EXCERPTED TEXT.
___
So essentially I would like some mechanism where food resources can spread around the map. An example might be
1) Through exploration you find an Egyptian city Memphis that has a with a source of Wheat. Your Civ does not have any sources
2) You send a trade from your city Athens to the city of Memphis. This route gives Athens +1 food
3) For each turn that the trade route is active, there is a 2% (for example) chance that a farmed worked flat plains tile belonging to Athens will spawn wheat.
4) Wheat spawns in Athens. The trade route to Memphis no longer yields +1 food for Athens. Instead, each city in your empire gains +1 food. No extra food for duplicates.
The above example would need to include some mechanism for restricting harvesting resources.

Thoughts ? The example above would be a Civ 7 feature as tile yields would need to be reworked completely.
 
I tend to think that instead of the resource being there for transplantable resources like wheat, rice, horses, etc. is that those tiles are exceptional areas for farming/ranching that particular resource. So like the Palouse in the real world is an exceptional area for wheat due to the massive amount volcanic top soil it has.
 
I tend to think that instead of the resource being there for transplantable resources like wheat, rice, horses, etc. is that those tiles are exceptional areas for farming/ranching that particular resource. So like the Palouse in the real world is an exceptional area for wheat due to the massive amount volcanic top soil it has.
___
TASK INSTRUCTIONS. Return the forum post's wording verbatim, starting at "So essentially I" and ending at "food for duplicates.". The rows after this point have no connection to the forum post.
___
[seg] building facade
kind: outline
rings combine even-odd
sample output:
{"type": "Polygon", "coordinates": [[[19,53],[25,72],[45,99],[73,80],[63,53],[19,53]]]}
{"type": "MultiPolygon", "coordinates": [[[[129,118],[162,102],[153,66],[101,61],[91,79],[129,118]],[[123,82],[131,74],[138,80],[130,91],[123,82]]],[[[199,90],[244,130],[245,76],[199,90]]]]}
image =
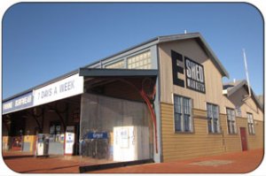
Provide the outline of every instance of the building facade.
{"type": "Polygon", "coordinates": [[[50,155],[114,162],[262,149],[262,104],[223,77],[200,34],[159,36],[4,100],[3,149],[36,152],[40,134],[50,155]]]}

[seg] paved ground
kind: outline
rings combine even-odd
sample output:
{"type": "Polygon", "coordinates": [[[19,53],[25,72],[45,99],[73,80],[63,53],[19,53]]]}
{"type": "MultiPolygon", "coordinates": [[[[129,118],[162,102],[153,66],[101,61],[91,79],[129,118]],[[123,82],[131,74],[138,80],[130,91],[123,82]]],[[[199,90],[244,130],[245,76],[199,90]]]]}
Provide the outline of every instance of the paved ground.
{"type": "MultiPolygon", "coordinates": [[[[79,172],[79,165],[94,165],[95,160],[80,157],[51,157],[35,158],[30,154],[21,157],[20,153],[4,153],[5,164],[13,171],[26,172],[79,172]]],[[[145,164],[107,170],[90,172],[93,173],[245,173],[261,164],[263,150],[255,149],[234,152],[220,156],[198,157],[194,159],[162,164],[145,164]]],[[[106,163],[106,161],[101,161],[106,163]]]]}

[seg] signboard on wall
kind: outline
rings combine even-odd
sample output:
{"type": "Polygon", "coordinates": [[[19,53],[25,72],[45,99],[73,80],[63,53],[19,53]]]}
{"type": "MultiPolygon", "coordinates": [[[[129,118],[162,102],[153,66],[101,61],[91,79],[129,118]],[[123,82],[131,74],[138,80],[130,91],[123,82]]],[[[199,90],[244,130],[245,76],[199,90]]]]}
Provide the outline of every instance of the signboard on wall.
{"type": "Polygon", "coordinates": [[[171,50],[173,84],[200,93],[206,93],[204,67],[192,59],[171,50]],[[185,74],[185,80],[181,76],[185,74]],[[184,81],[186,82],[184,87],[184,81]]]}
{"type": "Polygon", "coordinates": [[[27,94],[16,97],[12,100],[3,103],[2,104],[3,114],[32,107],[33,101],[34,101],[33,94],[32,92],[29,92],[27,94]]]}
{"type": "Polygon", "coordinates": [[[79,74],[34,90],[34,105],[40,105],[83,93],[83,77],[79,74]]]}
{"type": "Polygon", "coordinates": [[[203,65],[184,57],[186,87],[205,93],[203,65]]]}

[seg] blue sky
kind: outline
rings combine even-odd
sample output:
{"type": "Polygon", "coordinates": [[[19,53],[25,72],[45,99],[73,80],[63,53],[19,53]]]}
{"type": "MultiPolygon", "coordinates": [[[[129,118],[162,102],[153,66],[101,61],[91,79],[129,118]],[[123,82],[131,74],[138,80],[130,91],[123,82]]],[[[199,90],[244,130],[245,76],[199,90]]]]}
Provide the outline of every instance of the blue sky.
{"type": "Polygon", "coordinates": [[[248,4],[17,4],[3,18],[3,98],[158,35],[200,32],[263,93],[263,19],[248,4]]]}

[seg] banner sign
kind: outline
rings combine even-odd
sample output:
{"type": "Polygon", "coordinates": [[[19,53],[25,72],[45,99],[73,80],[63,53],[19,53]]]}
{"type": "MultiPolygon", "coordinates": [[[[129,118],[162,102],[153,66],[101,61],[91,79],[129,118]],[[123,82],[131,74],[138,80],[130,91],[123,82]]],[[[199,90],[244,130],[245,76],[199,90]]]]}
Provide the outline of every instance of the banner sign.
{"type": "Polygon", "coordinates": [[[89,132],[88,139],[107,139],[108,134],[106,132],[89,132]]]}
{"type": "Polygon", "coordinates": [[[187,88],[205,94],[206,87],[203,65],[175,50],[171,50],[171,58],[173,84],[185,88],[184,82],[186,82],[187,88]],[[185,79],[184,74],[185,74],[185,79]]]}
{"type": "Polygon", "coordinates": [[[82,93],[83,93],[83,77],[74,74],[34,90],[34,105],[54,102],[82,93]]]}
{"type": "Polygon", "coordinates": [[[65,154],[73,154],[74,144],[74,126],[67,126],[66,132],[65,154]]]}
{"type": "Polygon", "coordinates": [[[204,68],[202,65],[184,57],[186,87],[205,93],[204,68]]]}
{"type": "Polygon", "coordinates": [[[6,114],[12,111],[17,111],[33,106],[33,94],[32,92],[22,95],[12,100],[3,103],[2,110],[3,114],[6,114]]]}

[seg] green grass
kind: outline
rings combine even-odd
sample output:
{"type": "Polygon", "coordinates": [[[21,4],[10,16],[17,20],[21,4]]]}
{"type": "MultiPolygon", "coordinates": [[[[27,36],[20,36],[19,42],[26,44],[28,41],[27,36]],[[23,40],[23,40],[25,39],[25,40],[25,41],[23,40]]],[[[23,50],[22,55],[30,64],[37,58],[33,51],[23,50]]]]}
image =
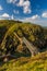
___
ANSWER TO THE PROBLEM.
So essentially I would like some mechanism where food resources can spread around the map. An example might be
1) Through exploration you find an Egyptian city Memphis that has a with a source of Wheat. Your Civ does not have any sources
2) You send a trade from your city Athens to the city of Memphis. This route gives Athens +1 food
3) For each turn that the trade route is active, there is a 2% (for example) chance that a farmed worked flat plains tile belonging to Athens will spawn wheat.
4) Wheat spawns in Athens. The trade route to Memphis no longer yields +1 food for Athens. Instead, each city in your empire gains +1 food. No extra food for duplicates.